_PROBLEM REQUIREMENTS:_
Take the line with "Each point like <point>0,268</point>." and all lines after it, through the end of the records below, and repeat them exactly.

(Natural-language object grounding data)
□ □ □ □ □ □ □

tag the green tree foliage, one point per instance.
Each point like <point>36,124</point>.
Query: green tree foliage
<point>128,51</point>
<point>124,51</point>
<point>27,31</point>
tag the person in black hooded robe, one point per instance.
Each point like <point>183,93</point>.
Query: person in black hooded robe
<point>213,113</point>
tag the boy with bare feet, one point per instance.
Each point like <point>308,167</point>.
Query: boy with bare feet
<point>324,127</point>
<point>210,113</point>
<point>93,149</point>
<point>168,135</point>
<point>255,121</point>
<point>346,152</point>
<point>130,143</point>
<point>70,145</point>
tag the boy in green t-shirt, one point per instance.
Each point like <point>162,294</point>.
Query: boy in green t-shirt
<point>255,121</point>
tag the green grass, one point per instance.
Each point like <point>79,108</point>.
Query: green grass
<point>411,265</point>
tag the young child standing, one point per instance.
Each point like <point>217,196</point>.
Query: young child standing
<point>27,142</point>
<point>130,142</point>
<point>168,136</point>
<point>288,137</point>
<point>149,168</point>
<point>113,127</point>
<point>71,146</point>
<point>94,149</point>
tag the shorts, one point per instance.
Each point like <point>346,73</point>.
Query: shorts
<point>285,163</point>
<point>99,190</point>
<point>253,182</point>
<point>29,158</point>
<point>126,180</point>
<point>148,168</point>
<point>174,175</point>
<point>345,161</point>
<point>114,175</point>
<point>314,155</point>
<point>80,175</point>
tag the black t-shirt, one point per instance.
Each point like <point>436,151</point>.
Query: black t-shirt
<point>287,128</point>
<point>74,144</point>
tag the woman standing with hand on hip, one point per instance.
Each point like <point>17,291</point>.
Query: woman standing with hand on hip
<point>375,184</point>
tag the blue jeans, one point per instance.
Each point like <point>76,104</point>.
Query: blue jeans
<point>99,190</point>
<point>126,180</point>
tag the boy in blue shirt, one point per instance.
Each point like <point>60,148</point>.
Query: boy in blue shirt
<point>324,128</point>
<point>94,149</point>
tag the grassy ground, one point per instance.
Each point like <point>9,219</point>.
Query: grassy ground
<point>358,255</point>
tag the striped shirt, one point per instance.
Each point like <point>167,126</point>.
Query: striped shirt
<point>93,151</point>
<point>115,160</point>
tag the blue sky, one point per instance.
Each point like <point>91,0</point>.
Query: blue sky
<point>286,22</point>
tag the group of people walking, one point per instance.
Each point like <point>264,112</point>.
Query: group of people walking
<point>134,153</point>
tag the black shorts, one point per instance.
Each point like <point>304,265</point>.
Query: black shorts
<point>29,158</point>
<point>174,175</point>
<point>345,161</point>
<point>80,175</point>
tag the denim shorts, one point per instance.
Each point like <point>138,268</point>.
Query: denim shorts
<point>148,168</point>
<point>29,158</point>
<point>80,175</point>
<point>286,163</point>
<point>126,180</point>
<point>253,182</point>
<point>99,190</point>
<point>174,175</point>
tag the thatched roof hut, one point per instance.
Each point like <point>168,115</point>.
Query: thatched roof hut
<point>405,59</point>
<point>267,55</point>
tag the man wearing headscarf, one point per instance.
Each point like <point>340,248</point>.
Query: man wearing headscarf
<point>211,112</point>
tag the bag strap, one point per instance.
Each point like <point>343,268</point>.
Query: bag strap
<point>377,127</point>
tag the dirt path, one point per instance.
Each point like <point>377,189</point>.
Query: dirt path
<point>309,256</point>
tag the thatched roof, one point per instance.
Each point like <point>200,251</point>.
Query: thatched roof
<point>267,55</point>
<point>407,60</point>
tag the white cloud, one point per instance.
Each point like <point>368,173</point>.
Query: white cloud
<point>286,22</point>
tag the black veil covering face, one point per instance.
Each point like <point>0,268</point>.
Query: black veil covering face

□ □ □ □ □ □ □

_ANSWER AREA:_
Each point like <point>0,268</point>.
Query: black veil covering face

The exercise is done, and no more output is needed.